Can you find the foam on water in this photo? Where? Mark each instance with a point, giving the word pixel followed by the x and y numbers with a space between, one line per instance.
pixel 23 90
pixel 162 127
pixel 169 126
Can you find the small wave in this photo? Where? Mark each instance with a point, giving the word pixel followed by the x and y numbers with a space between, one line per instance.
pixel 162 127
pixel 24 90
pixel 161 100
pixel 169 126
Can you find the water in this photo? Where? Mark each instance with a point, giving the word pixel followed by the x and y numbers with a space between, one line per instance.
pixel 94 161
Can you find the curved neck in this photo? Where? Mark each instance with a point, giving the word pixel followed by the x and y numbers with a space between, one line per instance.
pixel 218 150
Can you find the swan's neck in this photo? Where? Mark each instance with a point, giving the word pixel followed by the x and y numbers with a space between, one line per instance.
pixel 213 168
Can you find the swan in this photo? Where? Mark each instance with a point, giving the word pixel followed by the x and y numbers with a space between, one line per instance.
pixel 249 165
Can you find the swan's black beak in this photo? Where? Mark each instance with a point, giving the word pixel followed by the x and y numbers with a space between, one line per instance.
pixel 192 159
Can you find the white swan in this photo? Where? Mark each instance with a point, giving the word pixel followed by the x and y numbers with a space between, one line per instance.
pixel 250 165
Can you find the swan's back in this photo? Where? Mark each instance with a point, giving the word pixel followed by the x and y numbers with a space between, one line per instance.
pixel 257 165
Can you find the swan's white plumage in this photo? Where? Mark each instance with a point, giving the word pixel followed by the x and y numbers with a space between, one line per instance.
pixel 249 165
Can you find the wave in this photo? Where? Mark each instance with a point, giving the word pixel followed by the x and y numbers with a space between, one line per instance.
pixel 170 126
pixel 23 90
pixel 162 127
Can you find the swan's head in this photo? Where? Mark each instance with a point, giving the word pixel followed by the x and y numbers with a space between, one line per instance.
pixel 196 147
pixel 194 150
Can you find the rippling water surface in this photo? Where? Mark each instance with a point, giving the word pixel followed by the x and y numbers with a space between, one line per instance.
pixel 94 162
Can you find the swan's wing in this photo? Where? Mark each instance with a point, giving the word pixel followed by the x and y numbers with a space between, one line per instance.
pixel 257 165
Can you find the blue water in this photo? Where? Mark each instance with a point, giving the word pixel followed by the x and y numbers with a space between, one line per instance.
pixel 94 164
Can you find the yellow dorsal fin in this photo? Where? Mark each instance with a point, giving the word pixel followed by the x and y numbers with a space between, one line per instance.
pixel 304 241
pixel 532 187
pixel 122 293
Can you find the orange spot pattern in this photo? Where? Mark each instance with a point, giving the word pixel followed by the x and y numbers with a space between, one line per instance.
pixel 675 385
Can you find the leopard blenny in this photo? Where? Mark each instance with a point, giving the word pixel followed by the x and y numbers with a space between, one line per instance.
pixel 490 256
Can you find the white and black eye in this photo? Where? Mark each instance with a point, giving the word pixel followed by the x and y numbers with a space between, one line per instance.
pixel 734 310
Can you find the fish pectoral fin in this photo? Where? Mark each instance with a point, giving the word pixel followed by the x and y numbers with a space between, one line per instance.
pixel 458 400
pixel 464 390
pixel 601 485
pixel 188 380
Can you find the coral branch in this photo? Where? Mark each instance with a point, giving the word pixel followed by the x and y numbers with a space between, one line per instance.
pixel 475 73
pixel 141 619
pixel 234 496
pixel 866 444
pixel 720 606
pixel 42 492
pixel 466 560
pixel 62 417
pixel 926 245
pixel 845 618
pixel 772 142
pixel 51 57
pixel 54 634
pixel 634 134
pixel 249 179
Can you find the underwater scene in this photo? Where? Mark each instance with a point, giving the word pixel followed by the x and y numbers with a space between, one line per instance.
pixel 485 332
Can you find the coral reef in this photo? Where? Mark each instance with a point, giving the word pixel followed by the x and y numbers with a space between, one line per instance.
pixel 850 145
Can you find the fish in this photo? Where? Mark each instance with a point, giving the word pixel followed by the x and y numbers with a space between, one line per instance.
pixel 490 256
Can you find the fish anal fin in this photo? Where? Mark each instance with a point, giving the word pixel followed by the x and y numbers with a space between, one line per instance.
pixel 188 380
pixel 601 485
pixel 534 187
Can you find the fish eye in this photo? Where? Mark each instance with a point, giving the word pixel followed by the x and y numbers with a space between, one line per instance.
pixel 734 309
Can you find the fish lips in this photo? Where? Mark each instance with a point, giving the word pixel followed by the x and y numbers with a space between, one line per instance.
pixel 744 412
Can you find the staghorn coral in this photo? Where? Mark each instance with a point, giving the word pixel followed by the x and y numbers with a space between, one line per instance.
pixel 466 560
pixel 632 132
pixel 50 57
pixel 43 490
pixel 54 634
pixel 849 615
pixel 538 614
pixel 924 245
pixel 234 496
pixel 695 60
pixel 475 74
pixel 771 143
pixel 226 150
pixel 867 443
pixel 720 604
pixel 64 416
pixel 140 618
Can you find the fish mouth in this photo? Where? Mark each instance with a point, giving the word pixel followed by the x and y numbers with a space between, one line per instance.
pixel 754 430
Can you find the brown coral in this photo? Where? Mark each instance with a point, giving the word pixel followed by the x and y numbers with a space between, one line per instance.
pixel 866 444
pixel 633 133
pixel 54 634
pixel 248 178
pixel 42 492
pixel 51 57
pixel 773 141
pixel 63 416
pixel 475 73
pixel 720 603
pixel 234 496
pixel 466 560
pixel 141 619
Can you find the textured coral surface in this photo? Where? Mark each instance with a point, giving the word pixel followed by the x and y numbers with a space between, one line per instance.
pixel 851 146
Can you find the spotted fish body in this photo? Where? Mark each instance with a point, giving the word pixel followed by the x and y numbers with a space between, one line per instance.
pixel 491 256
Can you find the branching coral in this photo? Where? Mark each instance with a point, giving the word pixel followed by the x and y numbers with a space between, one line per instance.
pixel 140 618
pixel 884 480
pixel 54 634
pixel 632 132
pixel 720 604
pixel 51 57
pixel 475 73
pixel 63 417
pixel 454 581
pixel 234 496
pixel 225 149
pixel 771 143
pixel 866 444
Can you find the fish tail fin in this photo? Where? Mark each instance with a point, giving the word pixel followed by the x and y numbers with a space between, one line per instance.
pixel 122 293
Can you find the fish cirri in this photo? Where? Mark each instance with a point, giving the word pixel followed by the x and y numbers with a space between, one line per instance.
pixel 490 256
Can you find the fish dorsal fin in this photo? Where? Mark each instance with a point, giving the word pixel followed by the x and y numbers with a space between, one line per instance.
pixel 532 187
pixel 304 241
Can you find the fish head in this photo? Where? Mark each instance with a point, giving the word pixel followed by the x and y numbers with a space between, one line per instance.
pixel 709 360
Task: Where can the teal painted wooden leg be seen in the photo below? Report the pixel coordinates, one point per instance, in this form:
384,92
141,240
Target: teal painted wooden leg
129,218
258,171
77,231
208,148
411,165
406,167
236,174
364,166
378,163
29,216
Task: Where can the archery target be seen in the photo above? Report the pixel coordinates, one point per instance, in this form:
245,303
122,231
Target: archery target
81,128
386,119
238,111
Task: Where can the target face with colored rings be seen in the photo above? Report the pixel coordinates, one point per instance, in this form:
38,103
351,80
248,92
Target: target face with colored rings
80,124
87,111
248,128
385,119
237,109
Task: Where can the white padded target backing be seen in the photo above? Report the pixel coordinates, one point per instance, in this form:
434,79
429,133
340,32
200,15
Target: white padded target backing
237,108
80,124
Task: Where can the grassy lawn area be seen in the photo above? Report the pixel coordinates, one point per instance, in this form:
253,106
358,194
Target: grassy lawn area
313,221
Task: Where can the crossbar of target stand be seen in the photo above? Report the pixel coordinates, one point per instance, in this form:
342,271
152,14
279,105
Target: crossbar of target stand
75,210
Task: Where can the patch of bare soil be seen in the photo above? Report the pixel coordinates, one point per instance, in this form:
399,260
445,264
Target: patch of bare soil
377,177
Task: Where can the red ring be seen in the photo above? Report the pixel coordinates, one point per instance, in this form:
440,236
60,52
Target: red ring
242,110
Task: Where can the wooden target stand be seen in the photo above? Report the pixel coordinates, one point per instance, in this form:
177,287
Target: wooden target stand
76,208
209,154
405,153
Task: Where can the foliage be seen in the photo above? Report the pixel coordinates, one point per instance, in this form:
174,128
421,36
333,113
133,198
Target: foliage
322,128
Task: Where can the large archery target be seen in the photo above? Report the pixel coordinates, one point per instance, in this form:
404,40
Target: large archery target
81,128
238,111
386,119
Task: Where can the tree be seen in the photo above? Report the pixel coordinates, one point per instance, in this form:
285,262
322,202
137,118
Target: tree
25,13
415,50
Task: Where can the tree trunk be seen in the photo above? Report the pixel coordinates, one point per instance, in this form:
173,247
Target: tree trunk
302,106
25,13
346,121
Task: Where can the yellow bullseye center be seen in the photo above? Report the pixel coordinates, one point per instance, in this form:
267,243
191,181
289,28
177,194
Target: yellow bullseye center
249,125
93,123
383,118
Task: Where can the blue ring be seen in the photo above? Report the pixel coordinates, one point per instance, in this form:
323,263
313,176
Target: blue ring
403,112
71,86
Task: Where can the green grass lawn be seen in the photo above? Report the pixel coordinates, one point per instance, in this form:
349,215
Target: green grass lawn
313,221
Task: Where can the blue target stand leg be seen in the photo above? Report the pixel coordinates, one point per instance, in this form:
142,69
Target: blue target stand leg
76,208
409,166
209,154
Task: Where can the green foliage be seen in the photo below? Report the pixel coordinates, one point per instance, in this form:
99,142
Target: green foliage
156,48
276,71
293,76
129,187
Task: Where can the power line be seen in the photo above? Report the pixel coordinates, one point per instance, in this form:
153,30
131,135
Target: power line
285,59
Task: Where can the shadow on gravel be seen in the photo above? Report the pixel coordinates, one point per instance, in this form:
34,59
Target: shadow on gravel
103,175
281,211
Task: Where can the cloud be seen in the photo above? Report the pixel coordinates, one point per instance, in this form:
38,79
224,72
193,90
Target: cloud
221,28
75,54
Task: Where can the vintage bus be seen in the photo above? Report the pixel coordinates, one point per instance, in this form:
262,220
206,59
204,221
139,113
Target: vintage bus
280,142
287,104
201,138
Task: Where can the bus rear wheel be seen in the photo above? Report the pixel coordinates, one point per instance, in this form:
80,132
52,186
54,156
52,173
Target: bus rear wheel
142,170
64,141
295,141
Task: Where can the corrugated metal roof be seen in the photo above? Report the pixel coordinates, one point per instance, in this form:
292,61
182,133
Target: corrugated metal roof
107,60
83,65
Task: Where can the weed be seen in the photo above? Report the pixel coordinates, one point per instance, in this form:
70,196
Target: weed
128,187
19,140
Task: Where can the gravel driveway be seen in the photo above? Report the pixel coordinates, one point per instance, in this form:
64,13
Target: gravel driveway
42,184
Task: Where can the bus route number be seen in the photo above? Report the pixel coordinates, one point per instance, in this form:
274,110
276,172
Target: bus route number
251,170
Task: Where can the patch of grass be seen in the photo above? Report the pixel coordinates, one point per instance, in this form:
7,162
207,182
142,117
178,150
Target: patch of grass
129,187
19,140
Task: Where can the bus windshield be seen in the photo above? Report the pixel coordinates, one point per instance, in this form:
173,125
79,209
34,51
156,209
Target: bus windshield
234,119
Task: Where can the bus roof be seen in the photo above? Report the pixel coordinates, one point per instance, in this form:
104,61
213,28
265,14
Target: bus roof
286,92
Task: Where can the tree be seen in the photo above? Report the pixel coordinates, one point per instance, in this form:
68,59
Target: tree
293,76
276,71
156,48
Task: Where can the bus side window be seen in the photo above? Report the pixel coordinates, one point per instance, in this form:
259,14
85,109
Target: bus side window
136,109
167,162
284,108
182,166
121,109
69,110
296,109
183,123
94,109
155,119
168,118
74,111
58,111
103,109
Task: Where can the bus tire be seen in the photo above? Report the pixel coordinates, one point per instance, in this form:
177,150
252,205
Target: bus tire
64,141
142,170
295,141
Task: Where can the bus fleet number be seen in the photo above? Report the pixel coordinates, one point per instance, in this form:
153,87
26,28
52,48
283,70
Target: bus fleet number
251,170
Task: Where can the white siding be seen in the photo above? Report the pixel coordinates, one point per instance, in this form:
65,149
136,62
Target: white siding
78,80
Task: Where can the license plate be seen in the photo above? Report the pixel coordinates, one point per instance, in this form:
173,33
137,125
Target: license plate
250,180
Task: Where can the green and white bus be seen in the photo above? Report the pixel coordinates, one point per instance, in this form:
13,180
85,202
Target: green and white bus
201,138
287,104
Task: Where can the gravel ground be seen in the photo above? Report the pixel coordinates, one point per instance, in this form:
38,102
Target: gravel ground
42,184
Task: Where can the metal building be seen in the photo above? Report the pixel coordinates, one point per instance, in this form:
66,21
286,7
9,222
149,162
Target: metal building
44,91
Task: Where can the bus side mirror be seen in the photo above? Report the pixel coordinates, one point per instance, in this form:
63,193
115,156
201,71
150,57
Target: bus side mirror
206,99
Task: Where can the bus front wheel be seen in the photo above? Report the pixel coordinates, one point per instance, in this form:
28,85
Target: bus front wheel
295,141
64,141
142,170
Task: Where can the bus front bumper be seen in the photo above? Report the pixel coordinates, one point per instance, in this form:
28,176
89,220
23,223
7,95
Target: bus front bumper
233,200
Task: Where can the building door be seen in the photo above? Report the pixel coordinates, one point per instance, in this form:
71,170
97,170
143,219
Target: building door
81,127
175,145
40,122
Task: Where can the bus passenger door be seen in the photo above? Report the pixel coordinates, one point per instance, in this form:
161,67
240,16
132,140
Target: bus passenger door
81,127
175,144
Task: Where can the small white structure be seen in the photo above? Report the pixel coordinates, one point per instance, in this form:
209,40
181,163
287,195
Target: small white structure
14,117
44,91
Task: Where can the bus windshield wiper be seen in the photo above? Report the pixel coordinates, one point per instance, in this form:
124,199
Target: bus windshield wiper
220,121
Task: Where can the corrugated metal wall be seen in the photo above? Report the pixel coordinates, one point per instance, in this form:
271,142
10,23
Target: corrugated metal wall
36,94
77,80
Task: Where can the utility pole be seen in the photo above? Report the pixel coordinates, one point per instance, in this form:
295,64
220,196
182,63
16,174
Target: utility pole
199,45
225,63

- **Task prompt**: Quote exactly the line containing "Task: Where can the bus side mirror" and every later line through the end of the listing, and no other lines.

- **Solution to the problem**:
Task: Where can the bus side mirror be seen in the photo above? Report the pixel coordinates, one point per instance, in this form:
63,193
115,156
201,71
150,57
Target: bus side mirror
206,99
Task: Where can the bus front wheel be seen in the photo above? Report the pixel coordinates, one point per instance, in this form:
28,85
Target: bus front wheel
295,141
64,141
142,170
Task: Where can the bus front bumper be seen in the photo above? Report the pixel coordinates, one point per instance, in this form:
28,176
89,220
23,223
7,95
Target: bus front bumper
233,200
Task: Where can the building door be seen in the photo above? Report the pixel coordinates, one point per instance, in this form:
71,170
97,170
143,219
Target: building door
81,127
175,145
40,122
Task: Where can the bus passenger door be seen in the photo above? Report the pixel coordinates, one point per instance, in this form:
161,67
240,16
132,140
Target: bus passenger door
81,127
175,144
Task: Where can the small white structure be seen in the photo above? Report the pixel coordinates, one point per instance, in this form:
209,40
181,163
287,195
Target: small white structure
14,117
44,91
Task: Where can the bus windshield wiper be seen in the photo above? Report the pixel coordinates, one point per instance, in this form:
124,199
Target: bus windshield wiper
220,121
Task: Where can the corrugated metal wall be seen in the photo above? Report the pixel coordinates, one point per instance, in this form:
271,142
10,23
Target: corrugated metal wall
36,94
77,80
Task: Where can the utility pole be seen in the photo above? Report the pixel coordinates, one point per instance, in this form:
295,64
220,196
182,63
16,174
Target: utility pole
199,45
225,63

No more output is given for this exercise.